**TEXT EXTRACT**:
[START]

I used to tell myself I wasn’t “creative.” I honestly believed other people were better suited to be painters or crafters or writers, and I just didn’t have the gift.

When I finally found the courage to leave my job and started writing full time, I struggled to increase creativity at first. But then I began embracing every idea that came my way. Instead of wondering whether it was good, I decided to welcome every single idea with open arms. And as I did, the ideas increased. My creativity increased. Over time, I trained my brain to increase creative output.

So many people I know doubt their creative ability. Maybe you try to make your kid’s Halloween costume, or come up with a new recipe, or repurpose old materials into cute Holiday décor. But it never turns out how you want it to; the ideas just won’t come. 

The truth is, you are more creative than you think, you’re just out of practice. With a few simple tweaks, you can train your brain to increase creative output just like I did.

Here’s how to increase creativity:

Go out & live your life

Have you ever heard the expression “You can’t pour from an empty cup”?

Creativity involves molding existing thoughts and experiences in the mind into something new. If all you have in your mind are stale thoughts and old experiences, you won’t be able to make much.

I like to think of creativity like a pantry. You have to keep it stocked with lots of quality ingredients if you want to produce a delicious dish. If all you have are a few stale slices of bread and an old jar of sauerkraut, you’re in for a pretty disappointing meal.

[END]

**EXERCISE MATERIAL**:

[START]

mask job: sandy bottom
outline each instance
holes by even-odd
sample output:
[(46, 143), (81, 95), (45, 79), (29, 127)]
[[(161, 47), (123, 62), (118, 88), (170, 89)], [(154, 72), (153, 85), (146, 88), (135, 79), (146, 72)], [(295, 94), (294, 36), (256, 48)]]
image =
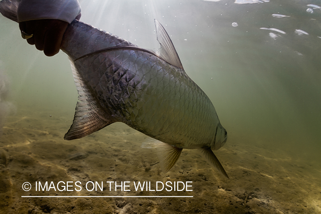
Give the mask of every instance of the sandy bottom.
[[(117, 123), (82, 139), (64, 135), (70, 116), (21, 111), (9, 118), (0, 136), (0, 212), (4, 213), (321, 213), (321, 170), (282, 150), (229, 139), (215, 154), (230, 177), (211, 167), (196, 150), (183, 150), (163, 174), (153, 149), (140, 148), (145, 135)], [(319, 167), (318, 168), (318, 167)], [(60, 181), (68, 190), (59, 191)], [(77, 183), (78, 187), (75, 185)], [(103, 189), (86, 189), (89, 181)], [(106, 182), (129, 186), (111, 191)], [(136, 191), (136, 184), (150, 187)], [(156, 182), (186, 181), (181, 191), (152, 191)], [(36, 190), (36, 182), (48, 190)], [(50, 185), (52, 184), (52, 185)], [(25, 191), (28, 182), (31, 189)], [(80, 184), (81, 183), (81, 184)], [(183, 189), (182, 183), (179, 188)], [(160, 183), (159, 183), (160, 184)], [(168, 184), (169, 184), (168, 183)], [(58, 185), (63, 189), (63, 183)], [(173, 185), (172, 185), (173, 189)], [(56, 188), (55, 191), (54, 186)], [(80, 187), (82, 190), (79, 190)], [(161, 185), (158, 186), (161, 188)], [(25, 187), (28, 187), (25, 186)], [(93, 187), (88, 183), (90, 190)], [(168, 189), (170, 188), (167, 187)], [(151, 191), (150, 191), (149, 188)], [(22, 196), (192, 196), (193, 197), (22, 197)]]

[END]

**WHAT TO DO**:
1. Format the rows with the sandy-bottom masks as a numbered list, one line per item, skipping blank lines. Omit the pictures.
2. Resume the piece on increasing creativity from its last sentence.

**RESPONSES PER TASK**:
1.
1. mask job: sandy bottom
2. outline each instance
3. holes by even-odd
4. sample output:
5. [(46, 143), (81, 95), (45, 79), (29, 127)]
6. [[(161, 47), (123, 62), (118, 88), (170, 89)], [(154, 72), (153, 85), (146, 88), (135, 79), (146, 72)], [(295, 94), (294, 36), (256, 48)]]
7. image =
8. Give the mask of every instance of the sandy bottom.
9. [[(117, 123), (82, 139), (64, 135), (70, 116), (21, 111), (9, 118), (0, 136), (0, 212), (4, 213), (321, 213), (321, 170), (282, 150), (229, 139), (215, 154), (230, 177), (211, 167), (196, 150), (183, 150), (163, 174), (153, 149), (140, 148), (145, 135)], [(319, 167), (318, 168), (318, 167)], [(60, 181), (68, 190), (59, 191)], [(77, 183), (78, 187), (75, 185)], [(103, 189), (86, 189), (89, 181)], [(106, 182), (129, 186), (111, 191)], [(136, 191), (136, 184), (150, 187)], [(156, 182), (186, 181), (181, 191), (152, 191)], [(36, 190), (36, 182), (48, 190)], [(50, 185), (52, 184), (52, 185)], [(25, 191), (28, 182), (31, 189)], [(80, 184), (81, 183), (81, 184)], [(183, 189), (182, 183), (179, 188)], [(160, 183), (159, 183), (160, 184)], [(168, 184), (169, 184), (168, 183)], [(58, 185), (63, 189), (63, 183)], [(173, 185), (172, 185), (173, 189)], [(56, 188), (55, 191), (54, 186)], [(80, 187), (82, 190), (79, 190)], [(161, 185), (158, 186), (161, 188)], [(25, 187), (28, 187), (25, 186)], [(93, 187), (88, 183), (90, 190)], [(168, 189), (170, 188), (167, 187)], [(151, 191), (150, 191), (149, 188)], [(22, 196), (192, 196), (193, 197), (22, 197)]]

2.
You have to have new experiences in order to increase creativity. You can’t draw from what isn’t there.  In her book, The Artist’s Way (probably my most favorite creativity-boosting product EVER), Julia Cameron calls it “filling the well.”

Try these to increase creativity

  • Take a long walk or hike in a natural setting
  • Try a food you’ve never tried before
  • Listen – really listen – to a new album or one you haven’t heard for a long time
  • Have a deep conversation with another person, either friend or stranger. (No small talk allowed.)
  • Go somewhere you’ve never been – like an art gallery, museum, plant nursery, or specialty grocery store, somewhere that has many new objects for you to look at and explore.

Become a thief

increase creativity

Along the lines of filling the well, the most creative people I know steal some of their best ideas from others. Creativity is not magic – you don’t just create something out of thin air. Creativity happens when you take something that already exists and turn it into something else.

Some of the best works out there are stolen. One of my favorite movies of all time, Clueless, is a modern-day retelling of Jane Austen’s Emma. Bram Stoker based his novel, Dracula, on an earlier work called The Vampyre, written by John Polidori. George Lucas based Star Wars on a film by Akira Kurosawa called The Hidden Fortress.

If you want to increase your own creativity, you’ll have to steal ideas from others and rework them into something that is uniquely you. Soak up any inspiration you can find. It doesn’t have to just be the type of work you want to create; you can find inspiration anywhere. The band Mumford & Sons based their song “Sigh No More” on William Shakespeare’s Much Ado About Nothing

If someone can turn Shakespeare into a hit song, then you can certainly use existing ideas to make whatever new thing you want. 

Try these to increase creativity

  • Start collecting anything that speaks to you. Save images to an album in your phone. If you’re flipping through a magazine and see something you like, rip it out. Use the images to make an inspiration collage.
  • If you’re inspired by a movie or TV show, write down what you liked about it or what really got you thinking.
  • Write down song lyrics that spark for you. Try to rework them into a poem or short story.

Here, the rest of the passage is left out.